# [Extracto de página]
%%
A la izquierda del río Luján veo la Pulpería de Cacho Di Catarina y el santuario del Gauchito Gil, recintos turísticos visitados por los locales y los de afuera. Del otro lado, sobre la derecha, una humilde casa con techo de chapa a dos aguas –justamente a dos aguas– que resulta inadvertida. La parte trasera del patio tiene el declive al río y esconde cacharros. En el frente, en cambio, un terreno que podría ser de 45 hectáreas, pero que los dueños –con un alambrado casi invisible– decidieron que sea de unos pocos metros.

Rocío rastrilla las hojas caídas del árbol. Tiene una remera ajustada y unas calzas negras. Me acerco, quiero saber cómo los caseros se preparan para recibir en su patio a miles de personas en el próximo Mastai, quiero saber cómo se siente saber que Divididos, Ciro y los Persas y Manu Chao, por ejemplo, toquen en tu casa.

Rocío se apoya sobre el rastrillo y con una sonrisa condescendiente de mi asombro me cuenta que no, que no son caseros.

—Del parque se encargan los municipales. Nosotros no tenemos nada que ver. Yo sólo cierro la tranquera.

—¿No son empleados del municipio?

—No. Nosotros vivimos acá hace añares. Desde la época de Gioscio. El casero municipal era amigo de mi marido y mi marido, que era más chico, se vino a vivir con él. Yo después lo conocí a él que ya vivía acá. Pero nosotros somos aparte.

“Somos aparte”, dice Rocío. Miro el precario alambrado interrumpido, una extensa entrada para autos y, del otro lado, una media sombra vertical marca el límite de su casa, y pienso que ese “aparte” que Rocío tiene tan en claro también se refiera a esto, y no sólo al hecho de que su marido trabaja en una empresa de seguridad. 

—¿Cómo viven los días que hay eventos, que hay seguridad en la puerta de tu casa, que vienen miles de personas, puestos gastronómicos y todo eso? Ahora se viene la fiesta de la cerveza y el mes próximo el festival de rock.
%%
# [Consigna]
Prosiga el relato sobre la casa de Rocío junto al río Luján a partir de la última pregunta que le formulan.

# [Extracto de datos]
%%
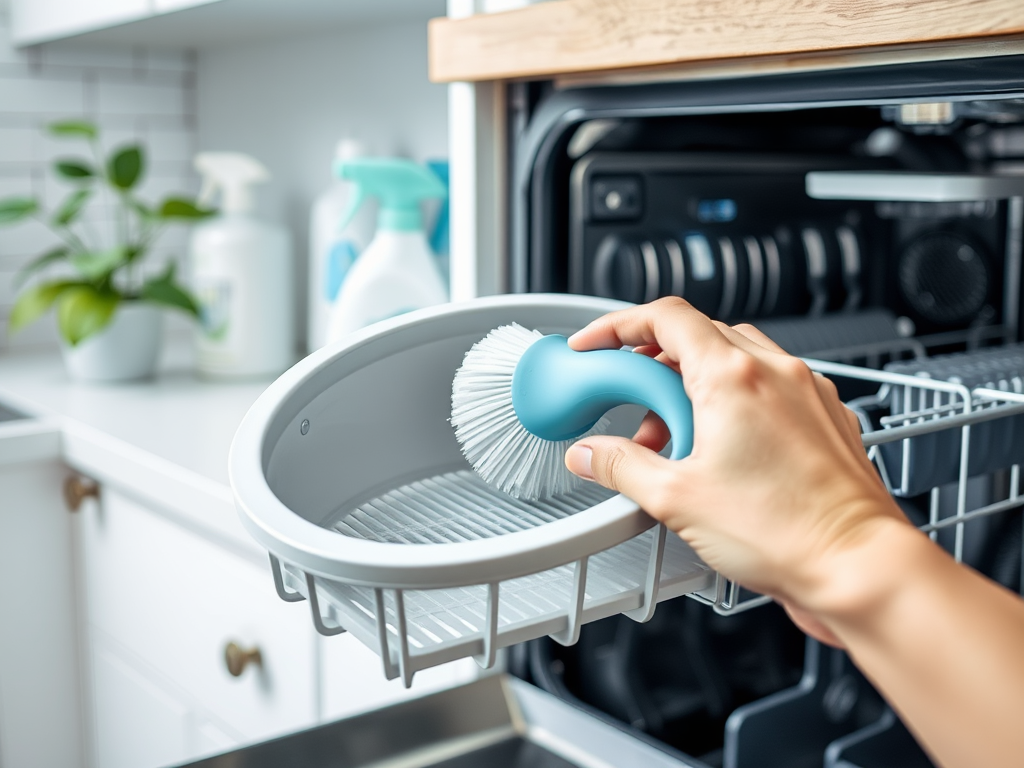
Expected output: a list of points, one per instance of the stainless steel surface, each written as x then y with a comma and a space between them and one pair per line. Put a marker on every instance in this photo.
930, 187
496, 722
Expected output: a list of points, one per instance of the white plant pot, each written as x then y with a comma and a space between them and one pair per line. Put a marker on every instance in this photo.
127, 349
%%
# [Respuesta]
—Sí, claro. Me paran ahí, en la tranquera, y me quieren cobrar la entrada –hace un gesto socarrón como si fuera un absurdo que le quieran cobrar– y yo les digo que vivo acá. Igual nosotros no vamos a eventos ni cosas así de descontroles.

—¿Y qué hacen esos días, se quedan acá o se van a otro lado?

—Nos quedamos acá viendo una peli dentro de casa, como si nada. De acá para allá es un mundo aparte, ajeno —dice señalando un límite imaginario entre lo que estima el patio de su casa y el comienzo del parque.

—¿No les ha dado miedo cuando hay eventos y mucho movimiento?

—No, nunca. Es tranquilo acá. Aparte te piden agua caliente y le calentás. Les cobro la pava de agua, ponele. Depende la cara –sonríe y levanta las cejas–. Yo no cobro el agua, pero bueno. A veces le digo a mi marido que me voy a poner a vender postres acá. Sábados y domingos, postres. ¿Te imaginás? frutillas con crema –dice como si acabara de ocurrírsele–. Está bueno.

—¿Y por qué no?

Se hace un silencio. Rocío junta un montículo de hojas que hace tiempo había quedado a sus pies y los pone dentro de una carretilla junto con el rastrillo. Su mirada es una mezcla de esperanza y entusiasmo por los proyectos que tiene en mente y, por otro lado, resignación y tristeza porque al final del día todo sigue igual.

Del otro lado del parque, un rato antes, dos nenes se hamacaban sobre una cubierta colgada de un árbol. A un metro, una pelopincho con algo de agua podrida. Los chicos reían y jugaban con el riesgo. A pocos metros hay hamacas nuevas, subibajas y toboganes, entre otros juegos. Ellos podrían ir tranquilamente, no hay peligro siquiera en cruzar la calle. Es más, esos juegos nuevos y variados son parte –y no– del patio de su casa lindera al Club Mercedes.

Me acerqué unos metros, pero manteniendo cierta distancia, y les pregunté por la madre o el padre. La madre se asomó de adentro y se detuvo en el umbral de la puerta. Me interesaba hablar con ella del mismo modo que ahora me interesa hablar con Rocío. Quería que me contara cómo es vivir en un espacio público, cómo mantener la intimidad y la privacidad cuando puede resultar compartida. Cómo se siente tener a quince metros, cada domingo, a fanáticos con bombos y trompetas saltando en una tribuna del estadio de la Liga.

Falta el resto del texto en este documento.